(Entries taken from a collection)
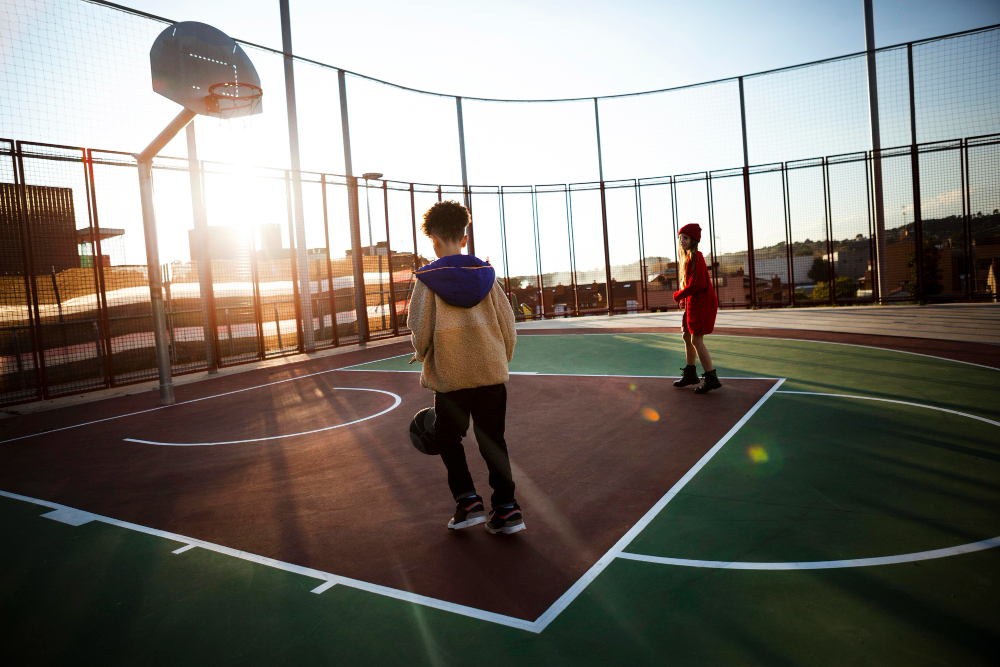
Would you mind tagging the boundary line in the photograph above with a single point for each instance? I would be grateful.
(193, 400)
(820, 564)
(834, 564)
(795, 340)
(552, 612)
(330, 579)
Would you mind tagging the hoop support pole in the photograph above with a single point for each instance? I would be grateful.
(145, 160)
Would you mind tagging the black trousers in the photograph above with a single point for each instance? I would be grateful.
(488, 408)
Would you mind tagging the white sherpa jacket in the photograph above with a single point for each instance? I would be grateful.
(461, 346)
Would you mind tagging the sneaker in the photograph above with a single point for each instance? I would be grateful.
(505, 520)
(689, 376)
(711, 382)
(470, 512)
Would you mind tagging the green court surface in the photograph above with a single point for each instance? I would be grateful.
(720, 576)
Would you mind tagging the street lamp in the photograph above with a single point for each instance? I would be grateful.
(371, 175)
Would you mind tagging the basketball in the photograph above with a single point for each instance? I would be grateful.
(422, 432)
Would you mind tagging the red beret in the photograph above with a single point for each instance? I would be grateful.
(692, 230)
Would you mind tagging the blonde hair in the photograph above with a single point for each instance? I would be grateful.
(686, 256)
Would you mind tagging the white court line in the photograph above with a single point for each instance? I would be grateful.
(385, 591)
(653, 377)
(536, 626)
(550, 614)
(820, 564)
(323, 587)
(833, 564)
(891, 400)
(193, 400)
(398, 400)
(795, 340)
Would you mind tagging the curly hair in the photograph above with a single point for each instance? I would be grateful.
(446, 219)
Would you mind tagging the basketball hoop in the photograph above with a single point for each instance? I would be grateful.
(232, 99)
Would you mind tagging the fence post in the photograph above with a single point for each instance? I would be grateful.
(604, 211)
(538, 252)
(465, 175)
(641, 288)
(673, 211)
(967, 221)
(107, 370)
(918, 222)
(388, 255)
(303, 310)
(789, 257)
(876, 146)
(206, 290)
(300, 313)
(357, 260)
(711, 230)
(329, 270)
(828, 215)
(30, 281)
(751, 267)
(258, 307)
(572, 249)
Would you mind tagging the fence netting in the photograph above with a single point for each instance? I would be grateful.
(576, 203)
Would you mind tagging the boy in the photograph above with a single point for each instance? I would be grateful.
(463, 332)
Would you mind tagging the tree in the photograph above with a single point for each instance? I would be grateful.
(819, 272)
(932, 270)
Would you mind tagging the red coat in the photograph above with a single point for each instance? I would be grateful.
(698, 298)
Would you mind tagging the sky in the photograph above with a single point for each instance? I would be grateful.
(542, 50)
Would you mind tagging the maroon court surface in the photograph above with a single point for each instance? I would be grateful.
(591, 456)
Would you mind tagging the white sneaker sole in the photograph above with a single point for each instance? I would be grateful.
(471, 521)
(506, 530)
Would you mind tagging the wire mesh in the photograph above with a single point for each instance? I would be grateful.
(558, 283)
(850, 228)
(588, 248)
(529, 142)
(628, 269)
(19, 372)
(956, 86)
(61, 264)
(518, 210)
(807, 215)
(771, 251)
(982, 176)
(675, 131)
(942, 221)
(659, 236)
(900, 248)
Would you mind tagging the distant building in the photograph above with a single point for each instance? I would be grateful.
(223, 243)
(51, 221)
(270, 242)
(778, 266)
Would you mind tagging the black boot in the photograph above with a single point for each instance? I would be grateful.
(711, 382)
(690, 376)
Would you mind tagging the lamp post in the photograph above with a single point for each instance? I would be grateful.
(371, 245)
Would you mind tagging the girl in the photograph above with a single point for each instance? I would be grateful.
(697, 298)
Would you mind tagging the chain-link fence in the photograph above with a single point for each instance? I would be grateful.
(777, 167)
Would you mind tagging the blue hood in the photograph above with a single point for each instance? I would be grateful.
(461, 280)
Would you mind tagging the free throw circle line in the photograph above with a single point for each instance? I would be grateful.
(821, 564)
(396, 402)
(835, 564)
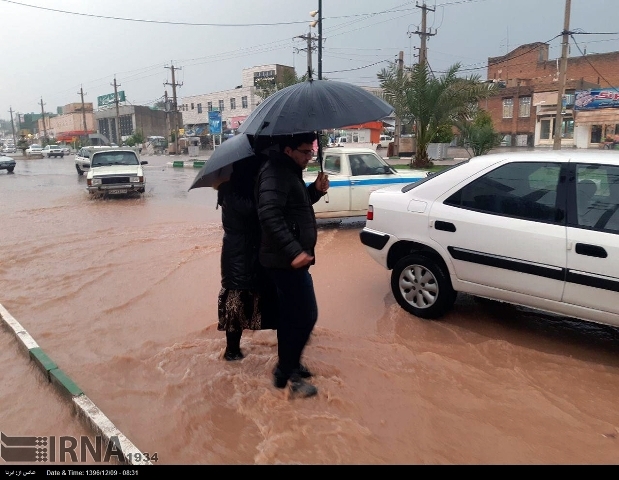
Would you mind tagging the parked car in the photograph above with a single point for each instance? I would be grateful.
(539, 229)
(52, 151)
(7, 163)
(83, 156)
(34, 149)
(384, 141)
(353, 174)
(115, 171)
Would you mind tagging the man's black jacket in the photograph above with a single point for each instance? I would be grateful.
(285, 212)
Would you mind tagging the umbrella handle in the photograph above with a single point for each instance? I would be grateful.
(326, 195)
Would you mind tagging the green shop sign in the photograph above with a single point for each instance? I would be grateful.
(108, 99)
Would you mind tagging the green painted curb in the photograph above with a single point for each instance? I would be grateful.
(41, 359)
(66, 385)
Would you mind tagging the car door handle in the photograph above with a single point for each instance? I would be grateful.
(591, 250)
(444, 226)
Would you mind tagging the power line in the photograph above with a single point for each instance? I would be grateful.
(196, 24)
(358, 68)
(589, 62)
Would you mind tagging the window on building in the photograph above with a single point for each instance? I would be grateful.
(508, 107)
(525, 107)
(567, 128)
(544, 130)
(596, 133)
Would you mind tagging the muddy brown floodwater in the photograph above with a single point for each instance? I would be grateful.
(121, 294)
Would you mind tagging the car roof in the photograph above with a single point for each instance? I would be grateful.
(574, 155)
(114, 149)
(349, 150)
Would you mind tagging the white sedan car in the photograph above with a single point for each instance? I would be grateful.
(539, 229)
(34, 149)
(354, 173)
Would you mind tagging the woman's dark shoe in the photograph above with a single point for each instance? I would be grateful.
(303, 372)
(279, 380)
(231, 356)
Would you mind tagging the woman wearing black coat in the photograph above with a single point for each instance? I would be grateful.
(247, 299)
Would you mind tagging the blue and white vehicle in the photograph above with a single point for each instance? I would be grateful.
(354, 173)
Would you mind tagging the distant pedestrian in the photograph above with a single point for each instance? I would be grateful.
(247, 299)
(289, 235)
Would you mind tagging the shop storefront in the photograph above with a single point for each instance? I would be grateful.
(597, 117)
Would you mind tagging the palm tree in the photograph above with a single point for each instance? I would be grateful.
(431, 102)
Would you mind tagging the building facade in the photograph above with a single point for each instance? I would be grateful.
(524, 106)
(69, 124)
(234, 104)
(132, 119)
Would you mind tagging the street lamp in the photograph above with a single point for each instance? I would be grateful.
(319, 23)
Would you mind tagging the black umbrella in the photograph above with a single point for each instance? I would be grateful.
(314, 105)
(218, 167)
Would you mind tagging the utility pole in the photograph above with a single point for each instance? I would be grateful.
(319, 39)
(423, 51)
(12, 125)
(398, 121)
(174, 106)
(117, 137)
(81, 92)
(319, 23)
(43, 118)
(309, 49)
(167, 110)
(562, 75)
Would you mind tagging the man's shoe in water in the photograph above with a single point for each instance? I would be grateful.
(300, 388)
(303, 371)
(232, 356)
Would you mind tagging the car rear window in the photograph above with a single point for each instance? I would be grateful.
(114, 158)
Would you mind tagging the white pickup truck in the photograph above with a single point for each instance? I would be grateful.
(353, 174)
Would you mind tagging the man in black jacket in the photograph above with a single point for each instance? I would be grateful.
(289, 237)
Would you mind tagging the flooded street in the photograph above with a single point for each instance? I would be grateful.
(122, 295)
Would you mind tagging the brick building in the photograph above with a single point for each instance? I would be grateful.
(69, 124)
(524, 106)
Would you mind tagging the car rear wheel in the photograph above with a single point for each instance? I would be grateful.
(422, 287)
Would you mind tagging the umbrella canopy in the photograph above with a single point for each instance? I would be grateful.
(314, 105)
(218, 167)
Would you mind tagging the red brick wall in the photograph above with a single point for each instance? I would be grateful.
(530, 65)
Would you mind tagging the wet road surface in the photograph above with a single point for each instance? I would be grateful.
(121, 294)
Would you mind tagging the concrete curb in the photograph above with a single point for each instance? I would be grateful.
(86, 409)
(190, 164)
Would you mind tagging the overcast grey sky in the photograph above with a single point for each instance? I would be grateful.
(50, 54)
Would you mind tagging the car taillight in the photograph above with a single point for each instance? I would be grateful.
(370, 214)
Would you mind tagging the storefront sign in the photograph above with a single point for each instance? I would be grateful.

TASK BRIEF:
Print the lines of the entries, exactly, from the one containing "Would you mind tagging the concrete" down to the final line, and leave out all the others.

SOLUTION TO THIS TASK:
Would you mind tagging the concrete curb in the photograph above with a single point for each instance? I would be grateful.
(86, 409)
(190, 164)
Would you mind tagging the overcast grey sky in the photograph above with a single point for each instance? I would be grateful.
(50, 54)
Would you mind tagging the car taillight in the photograph above with a single point for each instance? I would be grateful.
(370, 214)
Would you mind tagging the storefront sign in the photograph above with a single point for each instance? I would be grateful.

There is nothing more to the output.